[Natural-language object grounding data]
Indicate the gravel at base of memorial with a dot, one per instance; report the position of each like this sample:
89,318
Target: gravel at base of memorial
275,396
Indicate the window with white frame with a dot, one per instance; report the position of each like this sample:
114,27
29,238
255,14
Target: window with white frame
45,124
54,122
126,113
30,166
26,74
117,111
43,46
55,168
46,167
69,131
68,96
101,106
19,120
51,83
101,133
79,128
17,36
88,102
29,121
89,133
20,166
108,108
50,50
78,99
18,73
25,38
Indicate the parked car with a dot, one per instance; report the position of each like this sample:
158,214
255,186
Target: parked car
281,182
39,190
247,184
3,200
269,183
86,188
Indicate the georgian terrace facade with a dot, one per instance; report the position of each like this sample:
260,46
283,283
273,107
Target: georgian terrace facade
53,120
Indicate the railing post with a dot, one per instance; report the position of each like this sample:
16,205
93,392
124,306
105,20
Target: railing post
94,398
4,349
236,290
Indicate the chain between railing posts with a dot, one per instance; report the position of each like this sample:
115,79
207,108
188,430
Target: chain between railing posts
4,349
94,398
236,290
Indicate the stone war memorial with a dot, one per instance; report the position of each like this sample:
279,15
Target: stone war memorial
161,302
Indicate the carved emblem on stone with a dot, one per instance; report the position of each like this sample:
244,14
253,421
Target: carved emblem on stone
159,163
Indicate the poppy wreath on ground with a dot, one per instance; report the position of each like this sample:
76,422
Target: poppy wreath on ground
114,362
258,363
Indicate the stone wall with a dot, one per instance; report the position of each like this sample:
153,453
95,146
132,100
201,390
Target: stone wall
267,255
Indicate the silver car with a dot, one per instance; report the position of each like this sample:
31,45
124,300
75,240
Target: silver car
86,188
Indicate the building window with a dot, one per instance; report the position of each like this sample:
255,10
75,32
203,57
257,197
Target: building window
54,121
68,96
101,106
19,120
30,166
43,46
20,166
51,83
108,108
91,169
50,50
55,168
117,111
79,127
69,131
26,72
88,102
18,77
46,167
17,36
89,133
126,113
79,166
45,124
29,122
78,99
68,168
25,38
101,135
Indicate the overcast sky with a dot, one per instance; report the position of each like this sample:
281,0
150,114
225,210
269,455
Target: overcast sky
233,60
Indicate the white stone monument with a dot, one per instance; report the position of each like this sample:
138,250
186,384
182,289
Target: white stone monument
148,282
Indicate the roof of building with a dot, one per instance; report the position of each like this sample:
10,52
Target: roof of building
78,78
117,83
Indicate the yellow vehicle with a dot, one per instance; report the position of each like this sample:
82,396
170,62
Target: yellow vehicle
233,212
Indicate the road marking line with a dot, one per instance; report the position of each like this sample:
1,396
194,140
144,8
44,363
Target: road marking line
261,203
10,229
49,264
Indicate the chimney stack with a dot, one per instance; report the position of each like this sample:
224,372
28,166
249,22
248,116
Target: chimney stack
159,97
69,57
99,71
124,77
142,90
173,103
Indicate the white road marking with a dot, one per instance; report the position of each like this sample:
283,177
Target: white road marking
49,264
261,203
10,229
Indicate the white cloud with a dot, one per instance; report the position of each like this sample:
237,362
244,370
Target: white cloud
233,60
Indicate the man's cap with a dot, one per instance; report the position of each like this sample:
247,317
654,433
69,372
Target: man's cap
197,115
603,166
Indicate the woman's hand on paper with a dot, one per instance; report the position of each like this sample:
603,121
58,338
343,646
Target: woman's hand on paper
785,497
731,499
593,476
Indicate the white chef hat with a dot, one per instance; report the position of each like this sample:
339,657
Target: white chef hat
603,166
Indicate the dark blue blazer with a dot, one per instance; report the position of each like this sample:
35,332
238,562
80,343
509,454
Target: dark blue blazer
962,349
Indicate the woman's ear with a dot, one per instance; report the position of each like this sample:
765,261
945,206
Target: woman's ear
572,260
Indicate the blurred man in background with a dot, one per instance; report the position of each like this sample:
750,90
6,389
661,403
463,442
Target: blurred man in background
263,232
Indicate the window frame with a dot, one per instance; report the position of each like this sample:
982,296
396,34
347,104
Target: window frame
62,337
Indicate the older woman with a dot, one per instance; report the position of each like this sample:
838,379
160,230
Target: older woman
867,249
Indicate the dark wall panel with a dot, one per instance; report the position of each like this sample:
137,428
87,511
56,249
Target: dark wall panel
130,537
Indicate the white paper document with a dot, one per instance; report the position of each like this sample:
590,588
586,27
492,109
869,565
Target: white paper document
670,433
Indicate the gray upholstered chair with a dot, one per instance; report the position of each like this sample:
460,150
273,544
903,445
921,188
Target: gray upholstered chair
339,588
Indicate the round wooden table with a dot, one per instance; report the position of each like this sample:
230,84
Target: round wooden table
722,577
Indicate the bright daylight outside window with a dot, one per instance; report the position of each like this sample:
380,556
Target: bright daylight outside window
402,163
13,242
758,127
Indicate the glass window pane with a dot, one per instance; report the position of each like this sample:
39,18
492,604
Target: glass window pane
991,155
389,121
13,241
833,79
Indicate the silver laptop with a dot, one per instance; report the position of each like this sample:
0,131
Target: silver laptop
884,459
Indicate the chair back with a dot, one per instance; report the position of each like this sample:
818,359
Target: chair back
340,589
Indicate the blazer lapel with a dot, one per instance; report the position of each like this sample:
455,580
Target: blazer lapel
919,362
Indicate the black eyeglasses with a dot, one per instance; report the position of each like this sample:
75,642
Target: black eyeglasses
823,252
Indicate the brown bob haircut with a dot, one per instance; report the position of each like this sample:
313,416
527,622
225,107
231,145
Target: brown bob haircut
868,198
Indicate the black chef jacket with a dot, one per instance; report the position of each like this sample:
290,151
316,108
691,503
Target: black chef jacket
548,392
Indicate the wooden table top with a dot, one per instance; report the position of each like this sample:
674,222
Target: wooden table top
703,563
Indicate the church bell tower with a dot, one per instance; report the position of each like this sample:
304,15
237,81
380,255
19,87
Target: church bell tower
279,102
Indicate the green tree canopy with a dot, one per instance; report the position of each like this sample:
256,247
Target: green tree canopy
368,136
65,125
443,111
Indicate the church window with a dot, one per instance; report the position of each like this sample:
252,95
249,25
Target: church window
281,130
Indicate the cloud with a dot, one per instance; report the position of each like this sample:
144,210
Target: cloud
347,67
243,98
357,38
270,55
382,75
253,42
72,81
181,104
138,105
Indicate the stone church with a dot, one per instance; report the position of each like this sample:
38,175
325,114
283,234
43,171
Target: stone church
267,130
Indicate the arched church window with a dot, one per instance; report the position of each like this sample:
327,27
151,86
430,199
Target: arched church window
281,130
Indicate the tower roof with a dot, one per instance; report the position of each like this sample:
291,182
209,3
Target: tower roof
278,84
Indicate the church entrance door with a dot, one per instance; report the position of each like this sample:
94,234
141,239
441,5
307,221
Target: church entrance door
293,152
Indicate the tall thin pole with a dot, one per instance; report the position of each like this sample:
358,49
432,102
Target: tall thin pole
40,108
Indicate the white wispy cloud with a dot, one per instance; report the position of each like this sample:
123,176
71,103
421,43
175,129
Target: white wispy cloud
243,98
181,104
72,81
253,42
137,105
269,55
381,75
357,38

Exercise directions :: Each of the entries must be written out again exactly.

Problem solution ::
Indicate the gravel at base of memorial with a dot, one per instance; report the position of each like this sample:
89,318
Target: gravel at base of memorial
275,396
Indicate the window with white frame with a dot, one per instance; report the position of each like this sample:
114,27
29,238
255,14
Target: window with white frame
45,124
54,122
126,113
30,166
26,74
117,111
43,46
55,168
46,167
69,131
68,96
101,106
19,120
51,83
101,133
79,128
17,36
88,102
29,121
89,133
20,166
108,108
50,50
78,99
18,73
25,38
Indicate the parked car with a dot, one per instance; report the position of each like this sample:
158,214
255,186
Target: parked car
281,182
39,190
247,184
3,200
269,183
86,188
Indicate the georgian terrace facade with a dot, one per instance; report the position of each like this sample:
260,46
283,283
273,107
Target: georgian terrace facade
53,120
Indicate the railing post with a dot, one per instance; report the position of each like this sample:
16,205
93,392
124,306
105,20
Target: railing post
94,398
4,349
236,290
Indicate the chain between railing posts with a dot, one per instance; report the position of each like this sample:
115,79
207,108
188,430
Target: chain between railing posts
4,349
94,398
236,290
Indicate the stone war memorial with a dot, one per instance; report the position of each like this sample:
279,15
Target: stone war memorial
161,302
Indicate the carved emblem on stone with a dot, one per instance; report the position of each like this sample:
244,14
253,421
Target: carved emblem on stone
159,163
Indicate the poppy wreath on ground with a dot, one per instance; report the position of each like this sample:
76,422
Target: poppy wreath on ground
114,362
258,363
Indicate the stone wall with a dot, one per instance; report the position of each like this sample:
153,453
95,146
132,100
201,390
Target: stone wall
267,255
Indicate the silver car with a dot, one per instance; report the position of each like this sample:
31,45
124,300
75,240
Target: silver car
86,188
Indicate the building window with a dot, one per instance; report the position of each like this sample:
255,10
75,32
203,57
257,197
Target: building window
54,121
68,96
101,106
19,120
30,166
43,46
20,166
51,83
108,108
91,169
50,50
55,168
117,111
79,127
69,131
26,72
88,102
18,77
46,167
17,36
89,133
126,113
79,166
45,124
29,122
78,99
68,168
25,38
101,135
Indicate the overcast sky with a dot, one per instance; report the position of each like this sample:
281,0
150,114
225,210
269,455
Target: overcast sky
233,60
Indicate the white stone monument with a dot, one per instance; report the position of each like this sample:
138,250
186,384
182,289
Target: white stone monument
148,282
Indicate the roof of building with a dot, one per instance; report the position of each like this sample:
10,52
Target: roof of building
78,78
117,83
Indicate the yellow vehicle with a dot, one per instance; report the position of each like this sample:
82,396
170,62
Target: yellow vehicle
233,212
Indicate the road marking line with a dot, one per instance; report the position of each like this sample:
1,396
194,140
144,8
44,363
Target: road marking line
261,203
10,229
49,264
Indicate the chimney stack with a dot, one per instance; report the position of each like this sample:
224,372
28,166
249,22
248,116
Target: chimney stack
159,97
69,57
99,71
124,77
142,90
173,103
Indicate the white road marking with a dot, one per instance; report the position of each like this sample:
283,177
Target: white road marking
49,264
261,203
10,229
Indicate the white cloud with a dot, one per instance; report the position of each like this sample:
237,362
244,370
Target: white cloud
233,60
Indicate the man's cap with a dot, one per instance; report the position of each like this sample:
247,317
654,433
69,372
Target: man's cap
197,115
603,166
Indicate the woman's hand on paper with a dot, one per instance; report the position of each like this sample:
603,121
58,338
343,646
Target: woman's hand on paper
785,497
731,499
593,476
Indicate the white chef hat with a dot, one per instance; report the position of each like this sample:
339,657
Target: white chef hat
603,166
Indicate the dark blue blazer with a dot, one per instance; report the position of each like this sample:
35,332
238,562
80,343
509,454
Target: dark blue blazer
962,349
Indicate the woman's ear with a dot, one per instance; report the position of each like this sample:
765,261
945,206
Target: woman's ear
572,260
Indicate the blurred man in background with a dot, one per instance; report the position of each like this sample:
750,90
6,389
661,403
463,442
Target: blurred man in background
263,232
Indicate the window frame with a dot, one per instance; report the position of each like this sample:
982,296
396,34
347,104
Target: window frame
62,337
Indicate the older woman with a dot, one per instance; report the position of each like this sample:
838,379
160,230
Target: older woman
867,249
Indicate the dark wall panel with a dot, one per instance; report the position of each like this sample:
137,428
87,511
56,249
Target: dark wall panel
130,537
Indicate the white paper document with a dot, one per instance; report the position of each like this sample:
590,588
586,27
492,109
869,565
Target: white paper document
670,433
Indicate the gray upholstered chair with a dot, one per instance; report the position of each like this sample:
460,150
273,544
903,445
921,188
Target: gray upholstered chair
339,588
Indicate the round wooden table with a dot, one per instance; report the position of each like this sample:
230,84
Target: round wooden table
722,577
Indicate the bright daylight outside window with a dot, one per instance; report the position of each like this sample:
380,556
Target: bright daylight outside window
402,163
13,242
758,127
Indicate the glass window pane with a dot, one per instance; report the position of each like this sample:
39,18
492,604
Target: glass window pane
991,155
389,121
13,241
833,79
Indicate the silver laptop with a dot, one per instance; report the position of each like this sample:
0,131
Target: silver laptop
884,459
Indicate the chair back with a dot, one per instance; report the position of each like this sample:
818,359
Target: chair back
340,589
Indicate the blazer lapel with a dot, one per instance; report the position of each like this sample:
455,580
Target: blazer lapel
919,362
Indicate the black eyeglasses with a dot, one per instance; report the position of each like this sample:
75,642
Target: black eyeglasses
823,252
Indicate the brown bob haircut with a dot, one per instance; report the position of each like this sample:
313,416
527,622
225,107
231,145
Target: brown bob haircut
868,198
Indicate the black chef jacket with a dot, one per instance; report the position of each like this sample:
290,151
316,108
691,503
Target: black chef jacket
548,392
Indicate the wooden table top with a dot, one per instance; report the position of each like this sample:
674,222
Target: wooden table top
703,563
Indicate the church bell tower with a dot, one per instance; report the position of each like this sample:
304,15
237,81
380,255
19,87
Target: church bell tower
279,102
Indicate the green tree canopy with a dot, one per instance; report the position of each like this sample:
256,247
Target: green tree canopy
368,136
65,125
443,111
Indicate the church window with a dot, one per instance; report the position of each like this sample:
252,95
249,25
Target: church window
281,130
Indicate the cloud with a dot, one per instance; report the position of each like this sample:
144,210
Target: cloud
347,67
243,98
357,38
270,55
382,75
253,42
72,81
181,104
138,105
Indicate the stone church with a dot, one per instance; report the position of each like this sample:
38,175
325,114
283,234
43,171
Target: stone church
267,130
Indicate the arched church window with a dot, one per instance; report the position of each like this sample:
327,27
151,86
430,199
Target: arched church window
281,130
Indicate the tower roof with a dot, one per instance; report the position of each like this sample:
291,182
209,3
Target: tower roof
278,84
Indicate the church entrance door with a dot, one per instance; report the position of each like this sample:
94,234
141,239
441,5
307,221
Target: church entrance door
293,152
Indicate the tall thin pole with a dot, one per instance; report the position of each like this sample:
358,49
432,102
Target: tall thin pole
40,108
Indicate the white wispy cloud with a dot, one per instance; report the position of each like this sample:
123,176
71,103
421,43
175,129
Target: white wispy cloud
243,98
181,104
72,81
253,42
137,105
269,55
381,75
357,38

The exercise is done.